- _Task statement_:
Each line from the opening of the listing below through the line that contains "Target = white baseboard" is to be output exactly as written.

- _Supplied information_:
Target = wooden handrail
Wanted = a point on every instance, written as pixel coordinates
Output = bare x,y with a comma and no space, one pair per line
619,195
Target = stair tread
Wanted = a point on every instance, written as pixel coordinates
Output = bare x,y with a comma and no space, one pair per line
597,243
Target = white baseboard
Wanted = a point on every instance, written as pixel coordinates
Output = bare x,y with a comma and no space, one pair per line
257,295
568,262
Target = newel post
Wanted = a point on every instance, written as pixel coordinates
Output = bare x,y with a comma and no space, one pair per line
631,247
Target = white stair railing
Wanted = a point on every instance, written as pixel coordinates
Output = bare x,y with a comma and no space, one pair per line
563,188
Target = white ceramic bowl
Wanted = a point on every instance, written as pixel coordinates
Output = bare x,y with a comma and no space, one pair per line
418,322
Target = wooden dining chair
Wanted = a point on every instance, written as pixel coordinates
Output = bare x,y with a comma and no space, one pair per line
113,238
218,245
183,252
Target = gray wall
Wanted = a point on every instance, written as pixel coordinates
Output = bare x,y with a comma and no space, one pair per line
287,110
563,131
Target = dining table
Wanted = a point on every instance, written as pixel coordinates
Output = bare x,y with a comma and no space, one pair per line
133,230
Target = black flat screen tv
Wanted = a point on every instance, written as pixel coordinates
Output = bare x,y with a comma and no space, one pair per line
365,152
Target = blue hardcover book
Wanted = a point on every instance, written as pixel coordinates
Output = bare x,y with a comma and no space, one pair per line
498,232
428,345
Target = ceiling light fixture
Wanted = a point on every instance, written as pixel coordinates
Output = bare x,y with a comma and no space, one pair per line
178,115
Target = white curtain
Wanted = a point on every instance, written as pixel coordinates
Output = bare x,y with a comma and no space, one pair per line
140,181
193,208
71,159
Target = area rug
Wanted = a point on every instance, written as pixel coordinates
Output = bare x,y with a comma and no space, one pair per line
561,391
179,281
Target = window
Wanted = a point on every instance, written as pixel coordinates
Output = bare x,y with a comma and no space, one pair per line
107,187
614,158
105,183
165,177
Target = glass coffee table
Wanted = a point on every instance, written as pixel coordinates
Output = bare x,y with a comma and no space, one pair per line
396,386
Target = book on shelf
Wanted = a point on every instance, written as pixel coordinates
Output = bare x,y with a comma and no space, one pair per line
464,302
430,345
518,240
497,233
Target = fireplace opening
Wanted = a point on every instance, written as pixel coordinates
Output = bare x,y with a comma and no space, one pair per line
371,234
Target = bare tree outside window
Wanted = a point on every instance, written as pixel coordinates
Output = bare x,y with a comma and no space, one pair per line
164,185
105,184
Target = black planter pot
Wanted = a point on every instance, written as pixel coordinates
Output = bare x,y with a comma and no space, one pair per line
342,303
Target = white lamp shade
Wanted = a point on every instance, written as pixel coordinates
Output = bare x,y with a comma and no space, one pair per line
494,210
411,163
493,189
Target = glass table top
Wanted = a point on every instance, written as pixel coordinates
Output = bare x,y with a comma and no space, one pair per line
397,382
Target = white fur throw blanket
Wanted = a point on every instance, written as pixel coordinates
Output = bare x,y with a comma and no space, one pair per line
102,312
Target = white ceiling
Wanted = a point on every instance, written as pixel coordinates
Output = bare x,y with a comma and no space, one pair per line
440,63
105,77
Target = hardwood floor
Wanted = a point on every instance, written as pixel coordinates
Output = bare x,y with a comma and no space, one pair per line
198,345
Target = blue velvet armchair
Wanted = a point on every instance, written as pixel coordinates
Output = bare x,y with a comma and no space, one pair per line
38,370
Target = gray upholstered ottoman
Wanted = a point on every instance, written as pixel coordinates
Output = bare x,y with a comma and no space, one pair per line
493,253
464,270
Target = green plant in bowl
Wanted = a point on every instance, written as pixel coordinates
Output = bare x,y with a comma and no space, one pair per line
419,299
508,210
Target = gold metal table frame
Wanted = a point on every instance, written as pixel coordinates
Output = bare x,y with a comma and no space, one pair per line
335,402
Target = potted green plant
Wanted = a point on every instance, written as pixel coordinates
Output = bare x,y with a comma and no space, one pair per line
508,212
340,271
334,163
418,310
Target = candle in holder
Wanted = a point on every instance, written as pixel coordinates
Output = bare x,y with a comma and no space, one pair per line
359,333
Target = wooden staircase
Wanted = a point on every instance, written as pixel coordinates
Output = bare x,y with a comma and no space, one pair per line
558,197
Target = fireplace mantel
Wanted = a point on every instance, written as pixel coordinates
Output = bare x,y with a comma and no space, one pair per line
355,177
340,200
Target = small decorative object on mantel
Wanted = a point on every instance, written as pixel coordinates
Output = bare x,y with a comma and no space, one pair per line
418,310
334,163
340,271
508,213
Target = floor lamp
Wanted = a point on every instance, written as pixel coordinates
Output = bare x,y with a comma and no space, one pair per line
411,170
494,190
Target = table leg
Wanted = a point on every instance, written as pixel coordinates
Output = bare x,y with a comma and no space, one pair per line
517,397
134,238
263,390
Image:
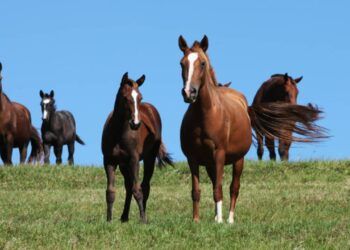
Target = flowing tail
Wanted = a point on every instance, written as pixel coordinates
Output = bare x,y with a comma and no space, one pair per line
37,147
164,157
281,120
79,140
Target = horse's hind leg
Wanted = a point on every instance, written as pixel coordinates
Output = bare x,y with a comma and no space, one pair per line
58,154
136,187
196,192
149,162
219,168
260,150
110,191
46,153
3,153
283,149
23,153
128,189
71,153
270,144
8,150
234,187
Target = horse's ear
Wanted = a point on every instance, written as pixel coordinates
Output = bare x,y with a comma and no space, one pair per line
182,44
297,80
141,80
124,78
204,43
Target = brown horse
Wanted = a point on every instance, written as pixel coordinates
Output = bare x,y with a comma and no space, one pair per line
217,127
132,133
16,130
279,88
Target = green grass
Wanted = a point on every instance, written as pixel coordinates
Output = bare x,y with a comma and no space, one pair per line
302,205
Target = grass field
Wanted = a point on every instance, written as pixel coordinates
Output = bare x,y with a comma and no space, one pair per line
281,206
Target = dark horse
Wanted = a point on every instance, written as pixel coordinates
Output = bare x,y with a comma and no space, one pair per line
217,127
58,129
16,130
279,88
132,132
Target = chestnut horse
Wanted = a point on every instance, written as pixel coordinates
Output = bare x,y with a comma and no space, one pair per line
16,130
132,133
279,88
217,127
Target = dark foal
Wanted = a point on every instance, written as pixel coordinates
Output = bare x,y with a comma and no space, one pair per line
283,89
132,133
16,130
58,129
217,127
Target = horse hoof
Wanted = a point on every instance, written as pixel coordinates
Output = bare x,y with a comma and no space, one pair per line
218,220
230,221
124,219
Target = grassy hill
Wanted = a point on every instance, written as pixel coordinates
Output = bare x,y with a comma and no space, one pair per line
281,205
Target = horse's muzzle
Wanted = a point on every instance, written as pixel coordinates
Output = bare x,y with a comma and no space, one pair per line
133,125
189,97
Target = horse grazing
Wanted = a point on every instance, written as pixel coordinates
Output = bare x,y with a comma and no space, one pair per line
58,129
217,127
132,133
16,130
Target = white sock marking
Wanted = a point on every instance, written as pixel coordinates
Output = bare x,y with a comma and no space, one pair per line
218,210
45,114
231,219
192,57
46,101
134,95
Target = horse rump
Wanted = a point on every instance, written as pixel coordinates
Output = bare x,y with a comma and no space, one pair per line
36,153
164,157
79,140
281,120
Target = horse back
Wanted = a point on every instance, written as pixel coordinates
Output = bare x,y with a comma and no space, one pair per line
271,90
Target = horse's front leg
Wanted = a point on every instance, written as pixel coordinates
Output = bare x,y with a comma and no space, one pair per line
47,153
8,149
237,169
136,187
23,153
110,191
217,192
196,192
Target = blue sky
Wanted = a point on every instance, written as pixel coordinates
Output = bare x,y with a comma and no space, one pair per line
81,49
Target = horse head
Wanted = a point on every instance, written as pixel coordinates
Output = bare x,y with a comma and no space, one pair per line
130,99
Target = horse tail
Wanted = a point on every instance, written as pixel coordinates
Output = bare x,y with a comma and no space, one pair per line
281,120
164,157
37,146
79,140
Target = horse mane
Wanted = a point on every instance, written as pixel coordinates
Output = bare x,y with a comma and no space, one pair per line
280,75
7,98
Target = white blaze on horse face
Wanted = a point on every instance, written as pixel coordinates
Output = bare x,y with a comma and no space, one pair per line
218,210
231,219
134,95
45,113
192,57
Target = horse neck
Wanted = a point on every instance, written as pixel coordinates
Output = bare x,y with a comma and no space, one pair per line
207,92
3,102
47,124
119,115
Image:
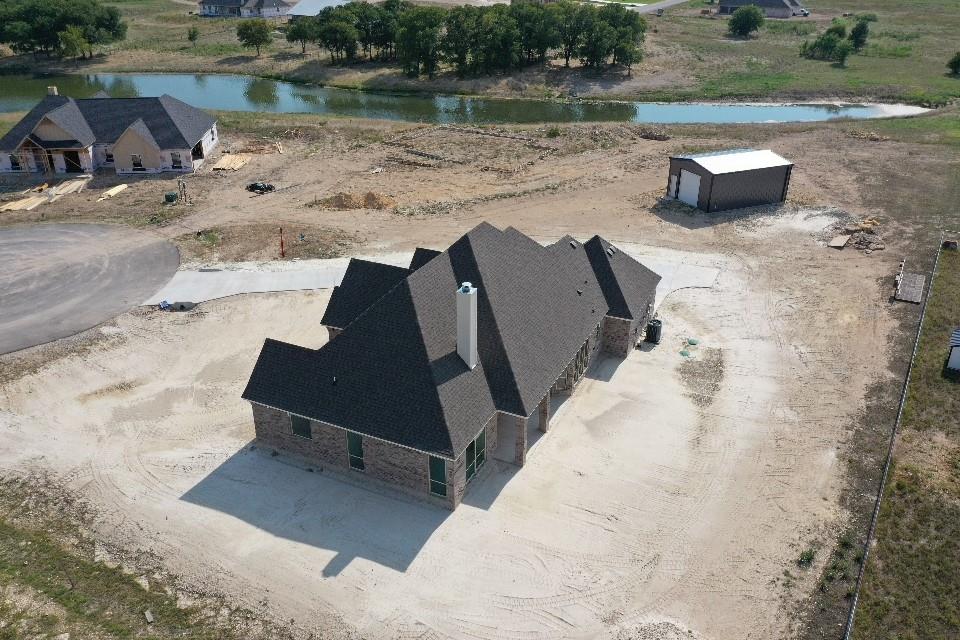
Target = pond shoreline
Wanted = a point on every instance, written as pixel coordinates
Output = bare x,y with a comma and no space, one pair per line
239,92
103,64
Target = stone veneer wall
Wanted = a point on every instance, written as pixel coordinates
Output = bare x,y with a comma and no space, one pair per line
402,468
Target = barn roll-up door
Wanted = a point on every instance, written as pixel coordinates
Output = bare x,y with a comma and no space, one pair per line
689,191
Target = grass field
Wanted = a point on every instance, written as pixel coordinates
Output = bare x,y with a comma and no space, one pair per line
912,582
51,582
904,60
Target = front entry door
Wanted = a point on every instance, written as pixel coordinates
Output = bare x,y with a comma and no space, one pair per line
72,161
689,191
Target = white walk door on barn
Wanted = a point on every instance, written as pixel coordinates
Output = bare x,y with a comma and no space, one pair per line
689,187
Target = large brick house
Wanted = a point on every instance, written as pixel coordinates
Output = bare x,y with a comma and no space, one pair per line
128,135
433,369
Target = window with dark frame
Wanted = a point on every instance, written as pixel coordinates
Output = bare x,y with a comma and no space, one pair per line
355,450
301,427
476,454
438,476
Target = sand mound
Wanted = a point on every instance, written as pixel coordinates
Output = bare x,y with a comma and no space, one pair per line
368,200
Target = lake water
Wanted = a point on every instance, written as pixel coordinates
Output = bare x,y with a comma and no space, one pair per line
244,93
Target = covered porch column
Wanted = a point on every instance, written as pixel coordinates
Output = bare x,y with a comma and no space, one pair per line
544,409
521,453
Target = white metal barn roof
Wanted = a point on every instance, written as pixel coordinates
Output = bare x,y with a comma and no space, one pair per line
313,7
738,160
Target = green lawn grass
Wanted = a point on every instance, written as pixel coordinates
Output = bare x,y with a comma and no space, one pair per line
911,588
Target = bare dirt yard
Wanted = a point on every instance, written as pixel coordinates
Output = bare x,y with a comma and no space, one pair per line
674,494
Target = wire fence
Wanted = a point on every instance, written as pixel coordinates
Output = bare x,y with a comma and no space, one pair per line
893,439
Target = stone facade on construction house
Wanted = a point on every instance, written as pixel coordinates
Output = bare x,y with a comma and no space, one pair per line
399,467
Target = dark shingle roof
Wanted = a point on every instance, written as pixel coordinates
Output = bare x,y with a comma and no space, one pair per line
627,285
172,124
22,129
421,257
363,284
398,375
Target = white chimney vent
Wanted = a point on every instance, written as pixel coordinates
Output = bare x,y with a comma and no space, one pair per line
467,324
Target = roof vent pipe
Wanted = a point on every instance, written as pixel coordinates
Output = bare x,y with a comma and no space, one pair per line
467,324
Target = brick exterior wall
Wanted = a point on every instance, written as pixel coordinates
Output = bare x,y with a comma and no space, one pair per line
398,467
619,336
575,371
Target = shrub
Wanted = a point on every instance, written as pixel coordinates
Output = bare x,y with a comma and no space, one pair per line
745,21
954,64
859,33
806,558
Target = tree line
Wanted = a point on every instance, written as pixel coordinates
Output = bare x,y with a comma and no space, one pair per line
59,27
474,39
836,43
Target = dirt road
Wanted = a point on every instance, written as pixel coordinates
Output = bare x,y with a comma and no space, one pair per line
59,279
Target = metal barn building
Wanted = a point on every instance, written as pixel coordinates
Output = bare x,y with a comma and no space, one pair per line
732,179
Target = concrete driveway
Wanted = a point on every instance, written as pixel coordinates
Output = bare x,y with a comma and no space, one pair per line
60,279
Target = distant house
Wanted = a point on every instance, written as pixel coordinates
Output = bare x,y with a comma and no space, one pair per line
132,135
434,369
953,360
770,8
245,8
732,179
312,8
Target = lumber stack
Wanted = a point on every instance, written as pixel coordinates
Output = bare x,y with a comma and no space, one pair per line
109,193
232,162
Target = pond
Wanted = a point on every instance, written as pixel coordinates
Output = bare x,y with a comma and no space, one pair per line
245,93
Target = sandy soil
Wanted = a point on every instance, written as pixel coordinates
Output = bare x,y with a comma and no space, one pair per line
671,494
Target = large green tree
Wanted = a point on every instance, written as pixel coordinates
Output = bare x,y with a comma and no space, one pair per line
37,25
745,21
859,34
302,30
418,39
567,18
460,38
255,33
954,64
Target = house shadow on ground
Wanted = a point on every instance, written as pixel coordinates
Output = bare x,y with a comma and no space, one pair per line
353,517
321,509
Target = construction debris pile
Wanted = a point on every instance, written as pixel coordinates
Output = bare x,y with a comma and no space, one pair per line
36,196
861,235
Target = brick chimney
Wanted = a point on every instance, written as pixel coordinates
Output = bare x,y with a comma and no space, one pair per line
467,324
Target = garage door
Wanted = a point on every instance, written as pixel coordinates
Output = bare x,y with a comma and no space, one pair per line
689,187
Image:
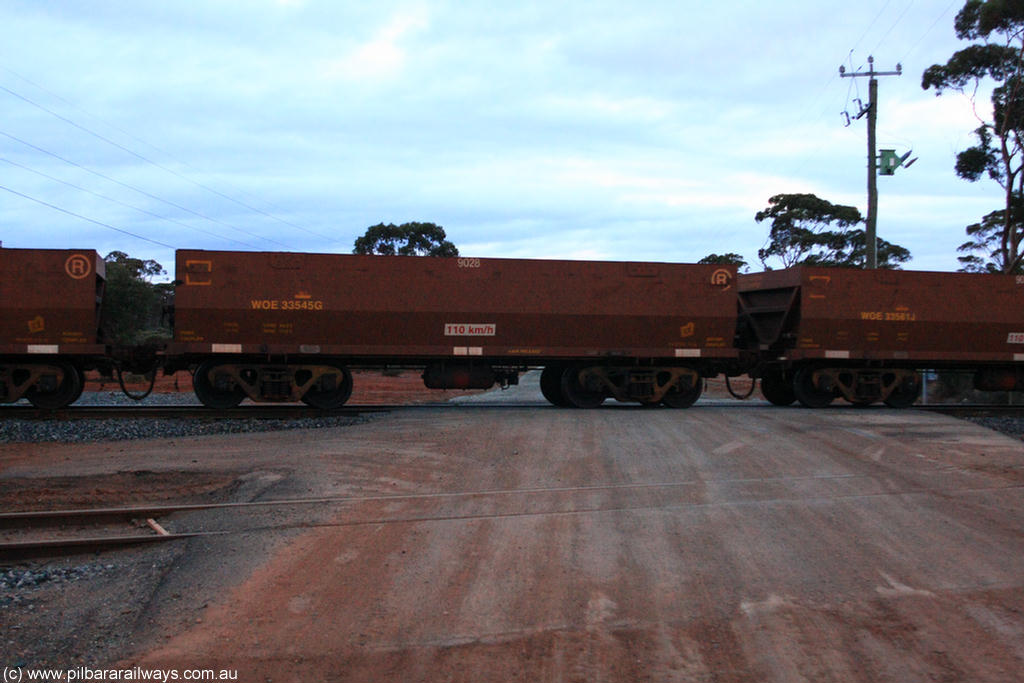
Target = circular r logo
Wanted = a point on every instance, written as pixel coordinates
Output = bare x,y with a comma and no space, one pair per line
721,278
78,266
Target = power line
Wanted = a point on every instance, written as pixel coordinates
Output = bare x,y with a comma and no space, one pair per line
91,220
124,204
158,165
141,191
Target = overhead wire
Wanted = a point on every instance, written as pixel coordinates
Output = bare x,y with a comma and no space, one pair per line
86,218
124,204
139,190
162,167
126,133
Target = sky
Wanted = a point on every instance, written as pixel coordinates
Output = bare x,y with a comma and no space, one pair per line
649,130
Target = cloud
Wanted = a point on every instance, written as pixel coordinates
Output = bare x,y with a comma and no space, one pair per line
381,57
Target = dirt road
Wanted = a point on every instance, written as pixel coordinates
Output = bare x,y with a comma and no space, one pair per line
733,544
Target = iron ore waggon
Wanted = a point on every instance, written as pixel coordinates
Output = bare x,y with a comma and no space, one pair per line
821,333
274,326
49,323
291,327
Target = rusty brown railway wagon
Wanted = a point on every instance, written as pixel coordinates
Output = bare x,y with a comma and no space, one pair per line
288,326
863,335
49,323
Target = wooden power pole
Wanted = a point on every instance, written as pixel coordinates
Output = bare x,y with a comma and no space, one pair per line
871,243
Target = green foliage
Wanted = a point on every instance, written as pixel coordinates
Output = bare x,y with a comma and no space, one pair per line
807,229
997,242
725,259
981,252
406,240
132,310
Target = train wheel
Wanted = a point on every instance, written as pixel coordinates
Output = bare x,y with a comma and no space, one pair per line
809,394
215,389
551,385
328,394
776,389
683,394
904,394
574,393
65,393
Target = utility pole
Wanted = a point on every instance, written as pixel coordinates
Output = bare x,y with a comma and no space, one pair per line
871,110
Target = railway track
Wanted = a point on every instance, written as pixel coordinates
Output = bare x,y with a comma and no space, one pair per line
183,412
71,531
975,410
291,412
43,534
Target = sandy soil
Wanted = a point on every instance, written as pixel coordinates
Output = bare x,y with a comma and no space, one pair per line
479,544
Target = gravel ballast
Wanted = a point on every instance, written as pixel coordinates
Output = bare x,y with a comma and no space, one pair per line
65,431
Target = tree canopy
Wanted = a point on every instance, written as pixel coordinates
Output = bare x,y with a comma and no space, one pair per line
725,259
133,306
996,244
406,240
807,229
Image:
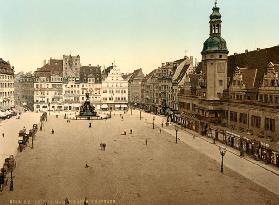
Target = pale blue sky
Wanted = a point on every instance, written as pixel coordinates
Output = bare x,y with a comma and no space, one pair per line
136,33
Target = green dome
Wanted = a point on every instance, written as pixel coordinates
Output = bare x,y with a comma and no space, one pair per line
215,44
215,14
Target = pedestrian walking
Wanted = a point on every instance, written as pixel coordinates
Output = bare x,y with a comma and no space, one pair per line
67,201
86,201
1,181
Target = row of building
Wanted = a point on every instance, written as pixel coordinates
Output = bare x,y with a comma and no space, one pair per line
63,84
234,99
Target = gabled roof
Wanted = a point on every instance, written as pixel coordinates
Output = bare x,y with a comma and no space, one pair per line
5,67
149,75
135,74
194,79
90,72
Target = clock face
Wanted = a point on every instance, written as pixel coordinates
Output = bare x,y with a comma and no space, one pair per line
70,61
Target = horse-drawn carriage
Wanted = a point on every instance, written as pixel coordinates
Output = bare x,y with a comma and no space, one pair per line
23,138
9,166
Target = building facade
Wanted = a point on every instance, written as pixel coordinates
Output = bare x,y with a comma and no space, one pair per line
234,99
71,66
6,85
134,84
114,93
24,90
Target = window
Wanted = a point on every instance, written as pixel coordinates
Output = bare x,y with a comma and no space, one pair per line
188,106
243,118
233,116
269,124
256,121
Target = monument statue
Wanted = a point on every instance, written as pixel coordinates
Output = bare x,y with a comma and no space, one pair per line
87,110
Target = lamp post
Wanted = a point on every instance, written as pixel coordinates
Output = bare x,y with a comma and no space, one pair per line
222,152
176,130
32,140
12,182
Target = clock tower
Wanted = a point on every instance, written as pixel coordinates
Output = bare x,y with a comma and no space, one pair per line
71,66
215,58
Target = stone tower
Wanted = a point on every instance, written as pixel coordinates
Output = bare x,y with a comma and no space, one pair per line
214,58
71,66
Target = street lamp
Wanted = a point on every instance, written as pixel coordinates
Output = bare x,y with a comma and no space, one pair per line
222,152
176,130
12,182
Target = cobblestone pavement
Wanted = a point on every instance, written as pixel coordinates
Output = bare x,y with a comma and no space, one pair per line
128,171
10,128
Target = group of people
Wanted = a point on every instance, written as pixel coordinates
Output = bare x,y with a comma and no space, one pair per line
67,201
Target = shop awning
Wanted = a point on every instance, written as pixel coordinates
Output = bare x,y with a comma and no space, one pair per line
2,114
104,106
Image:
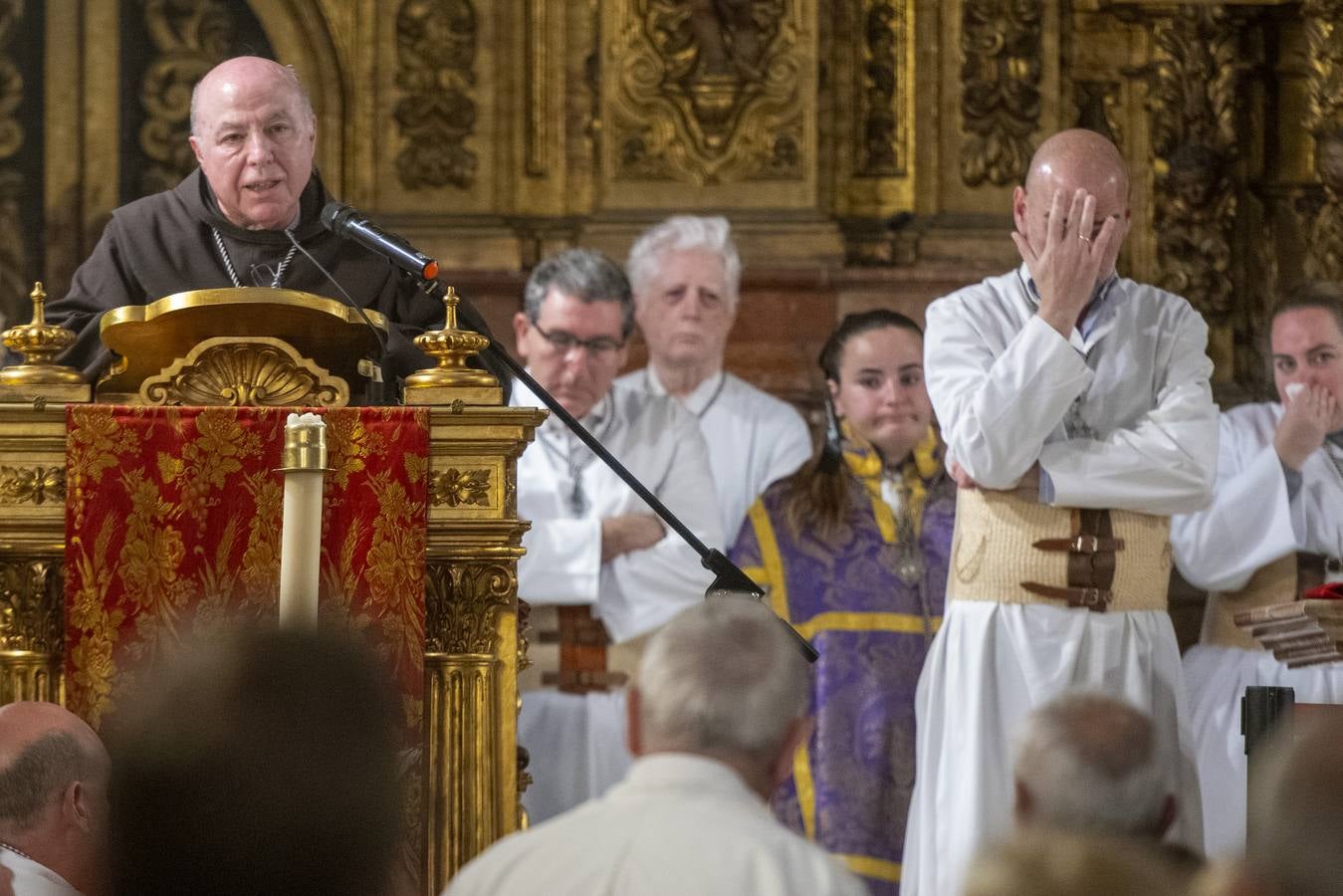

- _Result of the task_:
Target = wooden handrail
Wanted = a point on every instance, written as pixel coordinates
Output = bare x,y with a comma and no space, one pair per line
619,195
Target = stair tread
Wanted = a point on every instance, written as pixel coordinates
Output = bare x,y with a comma and no space, one pair per line
597,243
Target = white baseboard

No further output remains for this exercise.